**** TEXT PASSAGE ****

Spiegelworld Is the Comedy King of the Strip
Dirty jokes. Nearly naked acrobats. Politically incorrect insults. Show hosts that grind up against and embarrass the audience.
All of those are the stock in trade of Spiegelworld, the entertainment company that has spiced up multiple Strip showrooms over the last decade, starting with Absinthe at Caesars Palace.
That hugely popular show has since spawned three more Vegas shows, two of which are still running on the Strip. The newest, Atomic Saloon Show, debuted at the Venetian just two weeks ago. And there’s another show on the way.
Founder of Spiegelworld Ross Mollison told KNPR's State of Nevada that it all started in 2006 on a nearly deserted pier in New York City. He and others created productions as a way to infuse contemporary comedy into a Moulin Rouge-type show--with a circus twist. "So, more clown than traditional standup comedy," he said.
He added that his band of entertainers had no idea how they would be received. Absinthe went viral and tickets sold out in a matter of days. With that success, they looked to Las Vegas.
Mollison said they wanted to bring a show that was "counterpoint" to the Cirque du Soliel shows to the Strip. They may occasionally parody a Cirque show, but Mollison noted he and others in Spiegelworld worked with the legendary troupe where they "learned at the feet of the masters."
Mollison said they decided to go into smaller venues and bring the action to the audience, instead of being in a large theatre. Plus, he noted that the show is not for a broad audience.

****

## THINGS TO DO
[A] Answer these questions about the article on Spiegelworld:
(i) Which show at Caesars Palace did Spiegelworld start with on the Strip?
(ii) In what year and where did Spiegelworld begin, according to Ross Mollison?
(iii) At which venue did Atomic Saloon Show debut?
[B] Write the next part of the article on Spiegelworld, picking up after its final sentence.
The data placed after this article comes from a separate, unrelated source.

**** ENTRIES PROVIDED ****

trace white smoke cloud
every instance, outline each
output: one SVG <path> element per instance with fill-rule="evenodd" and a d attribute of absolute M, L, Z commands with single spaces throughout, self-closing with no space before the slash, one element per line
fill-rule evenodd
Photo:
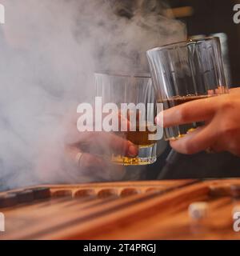
<path fill-rule="evenodd" d="M 69 163 L 64 120 L 91 100 L 95 70 L 147 70 L 146 50 L 185 39 L 157 2 L 1 0 L 0 189 L 121 177 Z"/>

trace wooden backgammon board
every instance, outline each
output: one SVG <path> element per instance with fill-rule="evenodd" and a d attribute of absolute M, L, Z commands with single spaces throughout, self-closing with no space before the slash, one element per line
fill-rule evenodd
<path fill-rule="evenodd" d="M 0 193 L 0 239 L 239 239 L 238 198 L 240 179 L 28 187 Z"/>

****

## ANSWERS FOR THE TASKS
[A]
(i) Absinthe
(ii) In 2006, on a nearly deserted pier in New York City
(iii) The Venetian

[B]
"We're not for everyone," he said, "I always say...42 million people come here, we have 2,300 seats for our new show to sell a week, so there is still about 890,000 people here who aren't going to see our show."
However, he says for those who are interested in what they're doing on stage - they're going to love it.
Mollison said Atomic is an homage to the Mel Brooks classic Blazing Saddles, including a reference to the iconic flatulence scene. And like all Spiegelworld shows, Atomic includes interaction with the audience.
He said the performers know when someone might enjoy being part of the show and when they won't. However, they like to push boundaries because that is why people are coming to Las Vegas.
"I think it is important for us working on the Strip to put the meat on the bones of the brand," Mollison said, "What do you do when you come to Vegas? Why is it extraordinary? And what is an experience you can have here? We don't all want to get our teeth knocked out like they do in The Hangover, but people kind of want their Hangover experience when they come here."
Vegas casinos tend to be very cautious about what shows they invite on their properties. So what is it about Spiegelworld’s risque productions that make the casino suits so eager to host them?
"Everybody who comes to town says that they want to see the new show," said Mike Weatherford, a longtime entertainment reporter in Las Vegas, "They want to see what's different. They want to see what's new. But Las Vegas is already so unique and so different that there are elements that have always sold throughout the years and it's just a matter of how you package them."
For instance, everyone knows sex sells on the Las Vegas Strip, Weatherford said, but Spiegelworld puts a twist on it, like making a joke out of the whole idea and audiences are loving it.
They also took advantage of great timing, he said.
"They came when there were seven Cirque shows on the Strip; at one point there had been eight. And Cirque shows kept getting exponentially bigger and bigger, both in what you see on stage and the seating capacity in the audience."
In addition, locals, who often create the buzz for Strip shows, began to get to Cirque saturation and the shows took on a bit of "sameness." He said Spiegelworld was able to make fun of Cirque in the same way Bugs Bunny took on Mickey Mouse.
Weatherford said the first show Absinthe looks cheap, but intentionally so, and he said it takes a lot of money and effort to make something look that way.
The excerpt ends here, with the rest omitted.